## OBJECTIVES
1) In the email thread about the TS-BAT3 battery board, what did the last writer place across Vin to act as a UPS?
2) Extend the email thread about the TS-BAT3 battery board and graceful shutdown, starting right after its final sentence.

On Aug 18, 2008, at 3:53 PM, Charlie Wallace wrote:
>> I'm using the TS-7300 with the TS-BAT3 and an industrial touch
>> monitor
>> with a serial output together with a custom quadrature input board
>> and
>> DeviceNet communications module.
>>
>> Of the whole system the TS-BAT3 has given me the most trouble - to
>> the
>> point where I might remove it from the design. All I wanted it to do
>> was give my system a little time to shutdown safely in the event of
>> power being removed while the system was running, but my
>> confidence in
>> the TS-BAT3 doing this long term (3-5 Years) is not high. I may
>> end up
>> using an external DC UPS which would be a shame.
>
> Yes I did get the TSBAT3 working sort of, it'd gracefully shutdown,
> but the charging software drops out now and
> again as i said, so i made a looping script, so no big issue there.
> the problem is that my system may have long
> periods of offline, and its already being fed by a battery, so i'm
> better off using a smart power controller that
> just allows a grace period, sustains cranking voltage drops etc.. i
> don't need the complexity of the extra
> batteries, plus heat is a bit of a concern, as well as the usable
> battery life.
I solved the graceful-shutdown problem a different way.
I used a TS7260 because it has an on-board power supply that allows a
wide input voltage range. Its on-board ADC is conveniently connected
to Vin with a voltage divider, which lets me monitor Vin in software.
I then put 3x 2.5F/5.4V super-caps (in series) across Vin, which gave
me a UPS from 12 V (nominal, lead-acid battery+charging system) down
to 4.5 V or so when the power-supply would give out. You need low-
ESR supercaps for this to handle the board's entire load.

## EXTRACTED RECORDS
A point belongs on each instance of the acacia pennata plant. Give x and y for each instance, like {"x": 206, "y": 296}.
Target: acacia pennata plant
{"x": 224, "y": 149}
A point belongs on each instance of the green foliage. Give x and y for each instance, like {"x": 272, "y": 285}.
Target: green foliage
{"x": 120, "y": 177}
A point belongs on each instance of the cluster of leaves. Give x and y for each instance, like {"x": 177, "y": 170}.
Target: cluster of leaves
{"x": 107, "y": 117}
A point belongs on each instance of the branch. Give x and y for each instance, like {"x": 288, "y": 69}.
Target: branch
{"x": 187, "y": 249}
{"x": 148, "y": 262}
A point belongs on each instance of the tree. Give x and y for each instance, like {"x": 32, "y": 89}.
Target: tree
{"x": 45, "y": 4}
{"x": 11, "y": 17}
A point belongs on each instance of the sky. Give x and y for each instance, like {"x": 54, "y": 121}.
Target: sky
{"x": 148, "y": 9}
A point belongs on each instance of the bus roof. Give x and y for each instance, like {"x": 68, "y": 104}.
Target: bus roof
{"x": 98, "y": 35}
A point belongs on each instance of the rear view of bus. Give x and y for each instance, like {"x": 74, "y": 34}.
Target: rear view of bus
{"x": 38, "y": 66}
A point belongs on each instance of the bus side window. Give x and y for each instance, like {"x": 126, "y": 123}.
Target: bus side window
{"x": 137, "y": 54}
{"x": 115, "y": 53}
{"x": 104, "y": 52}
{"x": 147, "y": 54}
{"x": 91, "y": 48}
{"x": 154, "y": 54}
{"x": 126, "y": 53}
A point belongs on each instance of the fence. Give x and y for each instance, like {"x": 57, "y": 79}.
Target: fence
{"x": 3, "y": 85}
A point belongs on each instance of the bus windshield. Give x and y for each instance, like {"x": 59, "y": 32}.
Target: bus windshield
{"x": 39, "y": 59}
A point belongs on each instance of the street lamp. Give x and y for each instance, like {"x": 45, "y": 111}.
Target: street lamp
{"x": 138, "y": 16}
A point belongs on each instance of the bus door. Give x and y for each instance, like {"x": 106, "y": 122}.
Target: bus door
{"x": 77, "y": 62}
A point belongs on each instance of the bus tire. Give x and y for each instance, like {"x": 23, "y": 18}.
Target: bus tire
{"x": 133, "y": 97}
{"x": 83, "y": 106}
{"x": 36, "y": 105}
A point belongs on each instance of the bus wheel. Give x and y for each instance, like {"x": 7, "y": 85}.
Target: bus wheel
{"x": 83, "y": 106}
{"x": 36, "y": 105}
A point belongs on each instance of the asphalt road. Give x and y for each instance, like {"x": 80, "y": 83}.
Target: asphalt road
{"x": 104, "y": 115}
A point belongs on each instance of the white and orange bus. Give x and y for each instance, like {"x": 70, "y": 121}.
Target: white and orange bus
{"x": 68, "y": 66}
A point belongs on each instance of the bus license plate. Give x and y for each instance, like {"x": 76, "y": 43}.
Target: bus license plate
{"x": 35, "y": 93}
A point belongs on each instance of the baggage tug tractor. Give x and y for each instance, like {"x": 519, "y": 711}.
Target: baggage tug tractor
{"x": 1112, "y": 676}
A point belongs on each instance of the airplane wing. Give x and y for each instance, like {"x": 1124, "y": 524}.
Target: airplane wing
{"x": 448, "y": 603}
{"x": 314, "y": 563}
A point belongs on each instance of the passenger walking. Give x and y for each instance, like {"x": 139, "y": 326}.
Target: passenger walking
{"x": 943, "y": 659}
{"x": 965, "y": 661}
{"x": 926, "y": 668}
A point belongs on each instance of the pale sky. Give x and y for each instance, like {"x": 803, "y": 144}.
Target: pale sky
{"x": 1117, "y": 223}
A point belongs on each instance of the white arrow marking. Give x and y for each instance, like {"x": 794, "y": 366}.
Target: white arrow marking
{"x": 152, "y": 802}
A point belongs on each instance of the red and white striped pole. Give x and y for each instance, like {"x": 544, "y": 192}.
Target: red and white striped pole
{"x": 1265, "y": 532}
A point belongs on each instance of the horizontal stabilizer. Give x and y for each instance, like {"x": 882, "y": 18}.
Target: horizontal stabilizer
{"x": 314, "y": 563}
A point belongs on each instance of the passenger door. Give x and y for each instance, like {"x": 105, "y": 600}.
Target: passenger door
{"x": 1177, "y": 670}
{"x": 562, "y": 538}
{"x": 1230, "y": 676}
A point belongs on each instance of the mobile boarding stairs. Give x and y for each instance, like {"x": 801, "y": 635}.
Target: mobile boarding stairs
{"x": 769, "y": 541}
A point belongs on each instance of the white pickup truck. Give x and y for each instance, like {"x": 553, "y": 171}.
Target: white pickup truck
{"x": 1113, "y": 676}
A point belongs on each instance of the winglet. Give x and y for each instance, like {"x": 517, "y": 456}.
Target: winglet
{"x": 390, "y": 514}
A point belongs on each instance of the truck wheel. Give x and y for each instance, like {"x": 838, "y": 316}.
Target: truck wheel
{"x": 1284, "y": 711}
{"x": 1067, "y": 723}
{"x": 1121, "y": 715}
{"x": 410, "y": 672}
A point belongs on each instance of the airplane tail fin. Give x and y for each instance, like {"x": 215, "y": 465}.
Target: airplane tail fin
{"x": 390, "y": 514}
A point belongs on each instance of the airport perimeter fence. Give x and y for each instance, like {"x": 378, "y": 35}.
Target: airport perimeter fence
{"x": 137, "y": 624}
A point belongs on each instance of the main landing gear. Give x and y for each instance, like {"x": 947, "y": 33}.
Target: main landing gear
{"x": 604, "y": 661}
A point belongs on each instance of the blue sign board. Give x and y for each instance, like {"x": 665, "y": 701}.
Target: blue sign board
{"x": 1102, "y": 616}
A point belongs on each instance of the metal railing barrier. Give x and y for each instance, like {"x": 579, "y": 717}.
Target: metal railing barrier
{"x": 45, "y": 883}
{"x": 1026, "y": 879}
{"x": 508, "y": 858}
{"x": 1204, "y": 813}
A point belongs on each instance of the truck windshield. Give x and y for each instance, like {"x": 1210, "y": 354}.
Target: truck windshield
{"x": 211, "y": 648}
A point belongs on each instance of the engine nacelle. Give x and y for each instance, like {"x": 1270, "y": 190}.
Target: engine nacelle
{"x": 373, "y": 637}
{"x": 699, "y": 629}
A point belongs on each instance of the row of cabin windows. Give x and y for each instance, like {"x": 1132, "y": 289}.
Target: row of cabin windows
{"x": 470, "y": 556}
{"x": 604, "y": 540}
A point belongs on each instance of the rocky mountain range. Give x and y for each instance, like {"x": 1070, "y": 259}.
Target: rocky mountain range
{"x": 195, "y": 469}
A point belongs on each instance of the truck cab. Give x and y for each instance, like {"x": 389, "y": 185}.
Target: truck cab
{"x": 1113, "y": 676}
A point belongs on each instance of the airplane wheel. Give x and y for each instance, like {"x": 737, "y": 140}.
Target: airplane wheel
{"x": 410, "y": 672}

## RESPONSES BY TASK
1) Three 2.5F/5.4V super-caps in series.

2)
This gave me several seconds of running time depending on what was
plugged into the board (just a USB flash drive in my case).
This cost around $15. I used EMHSR-0002C5–005R4 from Nesscap, but I
see digikey doesn't sell them anymore, so I'll have to find something
equivalent next time.
I wrote a polling-program (userland, not kernel) to poll the ADC
every 100mS, and do a shutdown if Vin dipped below a configured
voltage. Since there was no convenient way to halt the CPU and bring
it back up if the voltage never got low enough to actually shut it
down, I just shutdown my application (separate program), dismounted
all the filesystems and left the polling program running. This let
me re-mount everything from within this program (and restart my
application) if the voltage climbed back up to a preset "turn-on" level.
The TSBAT3 scared me away because it just seemed way too complicated
(and expensive).
Supercaps don't last forever either, but they last a good long time
if they don't get too hot.
No charging programs or circuits, just dump the upstream power supply
straight into the supercaps (which is a very big load if they're
fully discharged).
Works great.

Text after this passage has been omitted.